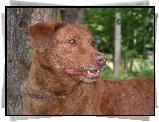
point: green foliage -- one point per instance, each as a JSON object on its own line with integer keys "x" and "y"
{"x": 147, "y": 69}
{"x": 30, "y": 52}
{"x": 137, "y": 35}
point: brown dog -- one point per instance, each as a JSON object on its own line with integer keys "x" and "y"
{"x": 63, "y": 77}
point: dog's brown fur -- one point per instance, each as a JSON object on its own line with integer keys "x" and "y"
{"x": 64, "y": 53}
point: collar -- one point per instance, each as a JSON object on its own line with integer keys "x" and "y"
{"x": 45, "y": 97}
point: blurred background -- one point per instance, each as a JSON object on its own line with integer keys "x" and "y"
{"x": 136, "y": 40}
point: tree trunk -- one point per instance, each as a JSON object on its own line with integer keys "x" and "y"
{"x": 117, "y": 45}
{"x": 73, "y": 15}
{"x": 18, "y": 20}
{"x": 18, "y": 64}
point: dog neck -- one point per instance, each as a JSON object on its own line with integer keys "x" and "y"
{"x": 44, "y": 97}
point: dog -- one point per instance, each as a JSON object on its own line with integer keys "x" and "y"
{"x": 63, "y": 78}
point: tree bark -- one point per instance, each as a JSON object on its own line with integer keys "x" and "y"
{"x": 73, "y": 15}
{"x": 18, "y": 20}
{"x": 117, "y": 44}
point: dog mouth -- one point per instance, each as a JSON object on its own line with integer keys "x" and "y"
{"x": 84, "y": 75}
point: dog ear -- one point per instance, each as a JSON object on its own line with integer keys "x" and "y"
{"x": 41, "y": 33}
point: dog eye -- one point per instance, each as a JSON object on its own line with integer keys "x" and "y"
{"x": 72, "y": 41}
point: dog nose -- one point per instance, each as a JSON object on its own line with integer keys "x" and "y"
{"x": 101, "y": 59}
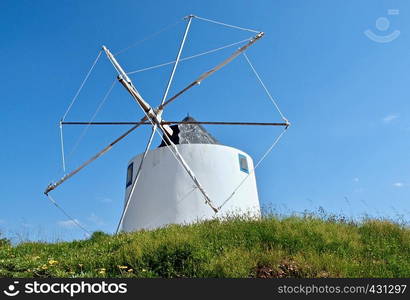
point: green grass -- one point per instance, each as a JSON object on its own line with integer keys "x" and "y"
{"x": 271, "y": 247}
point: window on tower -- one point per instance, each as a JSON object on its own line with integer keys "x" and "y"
{"x": 243, "y": 163}
{"x": 129, "y": 174}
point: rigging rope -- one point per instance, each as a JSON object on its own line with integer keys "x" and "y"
{"x": 169, "y": 26}
{"x": 81, "y": 86}
{"x": 188, "y": 57}
{"x": 62, "y": 145}
{"x": 227, "y": 25}
{"x": 84, "y": 132}
{"x": 265, "y": 88}
{"x": 68, "y": 216}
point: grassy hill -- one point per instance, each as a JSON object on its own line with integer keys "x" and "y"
{"x": 271, "y": 247}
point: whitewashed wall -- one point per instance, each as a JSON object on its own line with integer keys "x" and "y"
{"x": 165, "y": 194}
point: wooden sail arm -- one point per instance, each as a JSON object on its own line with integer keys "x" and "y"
{"x": 213, "y": 70}
{"x": 124, "y": 76}
{"x": 181, "y": 122}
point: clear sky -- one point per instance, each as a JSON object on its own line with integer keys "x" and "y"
{"x": 345, "y": 92}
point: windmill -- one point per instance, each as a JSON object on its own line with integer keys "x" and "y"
{"x": 184, "y": 195}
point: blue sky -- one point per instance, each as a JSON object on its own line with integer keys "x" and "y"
{"x": 345, "y": 94}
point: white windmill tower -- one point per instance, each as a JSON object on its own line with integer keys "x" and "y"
{"x": 191, "y": 176}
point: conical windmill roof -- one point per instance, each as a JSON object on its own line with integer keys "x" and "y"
{"x": 190, "y": 134}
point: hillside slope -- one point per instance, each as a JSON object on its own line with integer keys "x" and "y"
{"x": 272, "y": 247}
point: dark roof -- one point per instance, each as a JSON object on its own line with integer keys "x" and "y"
{"x": 190, "y": 134}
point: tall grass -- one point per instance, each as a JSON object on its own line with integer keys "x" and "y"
{"x": 303, "y": 246}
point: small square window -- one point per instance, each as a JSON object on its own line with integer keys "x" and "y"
{"x": 129, "y": 174}
{"x": 243, "y": 163}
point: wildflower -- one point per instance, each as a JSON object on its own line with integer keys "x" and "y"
{"x": 101, "y": 271}
{"x": 52, "y": 262}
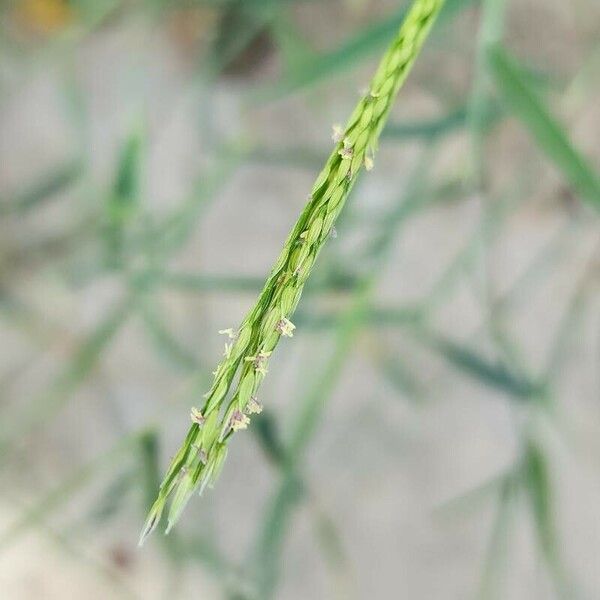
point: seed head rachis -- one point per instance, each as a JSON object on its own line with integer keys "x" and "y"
{"x": 226, "y": 407}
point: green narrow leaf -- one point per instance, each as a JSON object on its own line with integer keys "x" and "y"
{"x": 544, "y": 128}
{"x": 49, "y": 503}
{"x": 539, "y": 491}
{"x": 364, "y": 44}
{"x": 493, "y": 374}
{"x": 45, "y": 189}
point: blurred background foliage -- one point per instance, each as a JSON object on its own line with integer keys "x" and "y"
{"x": 432, "y": 431}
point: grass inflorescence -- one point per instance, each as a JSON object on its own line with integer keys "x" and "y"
{"x": 232, "y": 398}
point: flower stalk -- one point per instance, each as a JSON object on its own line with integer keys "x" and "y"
{"x": 227, "y": 406}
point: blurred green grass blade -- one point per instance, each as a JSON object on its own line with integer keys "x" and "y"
{"x": 265, "y": 430}
{"x": 47, "y": 406}
{"x": 240, "y": 24}
{"x": 49, "y": 503}
{"x": 539, "y": 491}
{"x": 491, "y": 374}
{"x": 209, "y": 282}
{"x": 123, "y": 200}
{"x": 427, "y": 129}
{"x": 480, "y": 102}
{"x": 497, "y": 550}
{"x": 364, "y": 44}
{"x": 544, "y": 128}
{"x": 47, "y": 188}
{"x": 471, "y": 499}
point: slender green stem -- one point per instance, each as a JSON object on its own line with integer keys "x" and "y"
{"x": 226, "y": 407}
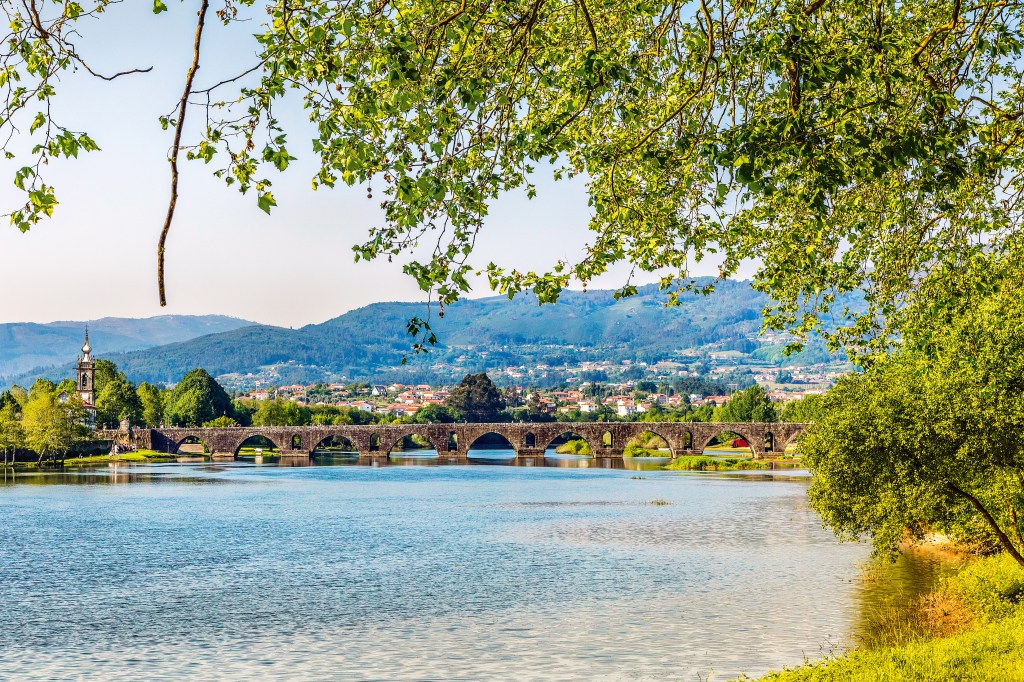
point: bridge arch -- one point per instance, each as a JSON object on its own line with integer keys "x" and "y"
{"x": 571, "y": 436}
{"x": 192, "y": 439}
{"x": 647, "y": 441}
{"x": 335, "y": 442}
{"x": 739, "y": 430}
{"x": 412, "y": 432}
{"x": 255, "y": 436}
{"x": 499, "y": 444}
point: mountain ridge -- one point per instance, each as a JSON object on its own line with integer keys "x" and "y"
{"x": 486, "y": 334}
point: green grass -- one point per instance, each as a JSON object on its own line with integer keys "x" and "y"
{"x": 994, "y": 651}
{"x": 138, "y": 456}
{"x": 702, "y": 463}
{"x": 992, "y": 589}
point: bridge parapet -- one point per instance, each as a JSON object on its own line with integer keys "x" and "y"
{"x": 530, "y": 439}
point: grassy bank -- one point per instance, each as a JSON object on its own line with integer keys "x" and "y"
{"x": 984, "y": 601}
{"x": 702, "y": 463}
{"x": 138, "y": 456}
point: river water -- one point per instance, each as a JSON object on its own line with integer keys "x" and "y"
{"x": 443, "y": 572}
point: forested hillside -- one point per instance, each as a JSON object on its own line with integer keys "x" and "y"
{"x": 26, "y": 346}
{"x": 487, "y": 334}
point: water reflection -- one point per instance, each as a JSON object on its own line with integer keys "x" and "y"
{"x": 890, "y": 593}
{"x": 233, "y": 569}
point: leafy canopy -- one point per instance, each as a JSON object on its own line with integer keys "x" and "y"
{"x": 846, "y": 145}
{"x": 932, "y": 441}
{"x": 476, "y": 398}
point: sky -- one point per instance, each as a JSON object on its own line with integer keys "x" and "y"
{"x": 96, "y": 257}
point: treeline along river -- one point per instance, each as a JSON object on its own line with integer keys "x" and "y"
{"x": 417, "y": 572}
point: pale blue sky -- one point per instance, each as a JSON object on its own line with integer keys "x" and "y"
{"x": 97, "y": 256}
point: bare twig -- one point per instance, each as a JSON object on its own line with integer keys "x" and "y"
{"x": 175, "y": 148}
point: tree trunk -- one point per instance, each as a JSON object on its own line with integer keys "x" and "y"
{"x": 1004, "y": 539}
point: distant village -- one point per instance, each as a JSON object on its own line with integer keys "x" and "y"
{"x": 626, "y": 399}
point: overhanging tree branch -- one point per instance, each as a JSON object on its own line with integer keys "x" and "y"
{"x": 176, "y": 148}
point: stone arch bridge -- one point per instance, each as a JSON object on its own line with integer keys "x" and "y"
{"x": 453, "y": 441}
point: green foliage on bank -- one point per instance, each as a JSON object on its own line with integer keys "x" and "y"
{"x": 929, "y": 438}
{"x": 700, "y": 463}
{"x": 993, "y": 590}
{"x": 576, "y": 446}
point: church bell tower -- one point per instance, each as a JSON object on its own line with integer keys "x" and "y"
{"x": 86, "y": 373}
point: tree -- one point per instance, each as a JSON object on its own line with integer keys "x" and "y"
{"x": 198, "y": 398}
{"x": 51, "y": 427}
{"x": 476, "y": 398}
{"x": 803, "y": 411}
{"x": 11, "y": 432}
{"x": 103, "y": 373}
{"x": 278, "y": 413}
{"x": 118, "y": 401}
{"x": 925, "y": 441}
{"x": 845, "y": 145}
{"x": 152, "y": 399}
{"x": 750, "y": 405}
{"x": 220, "y": 422}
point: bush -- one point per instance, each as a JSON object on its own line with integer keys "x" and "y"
{"x": 578, "y": 446}
{"x": 992, "y": 587}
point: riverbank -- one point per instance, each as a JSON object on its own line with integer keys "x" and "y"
{"x": 705, "y": 463}
{"x": 140, "y": 457}
{"x": 970, "y": 628}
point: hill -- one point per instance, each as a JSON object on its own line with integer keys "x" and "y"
{"x": 580, "y": 334}
{"x": 29, "y": 346}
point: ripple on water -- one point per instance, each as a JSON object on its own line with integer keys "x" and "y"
{"x": 410, "y": 572}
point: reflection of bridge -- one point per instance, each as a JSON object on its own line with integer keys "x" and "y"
{"x": 453, "y": 441}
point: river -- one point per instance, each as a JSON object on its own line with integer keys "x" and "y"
{"x": 438, "y": 572}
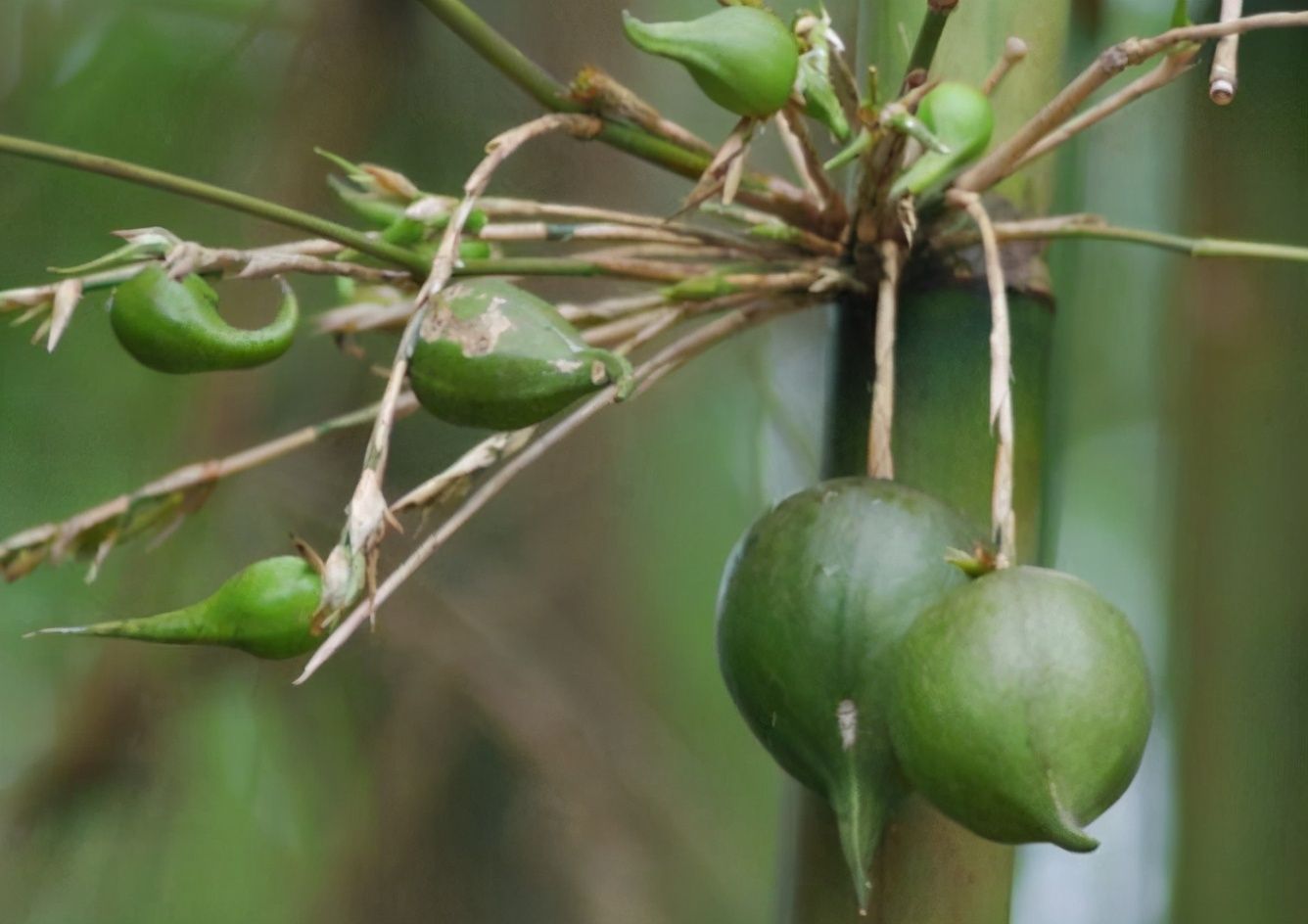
- - -
▶ Aim of the exercise: Nothing should be printed except the lines from the one with "point: river -- one" through the last line of the listing above, both ends included; please drop the pictures.

▶ Your solution:
point: river -- one point per instance, each as a JSON object on its own line with integer keys "x" and "y"
{"x": 438, "y": 572}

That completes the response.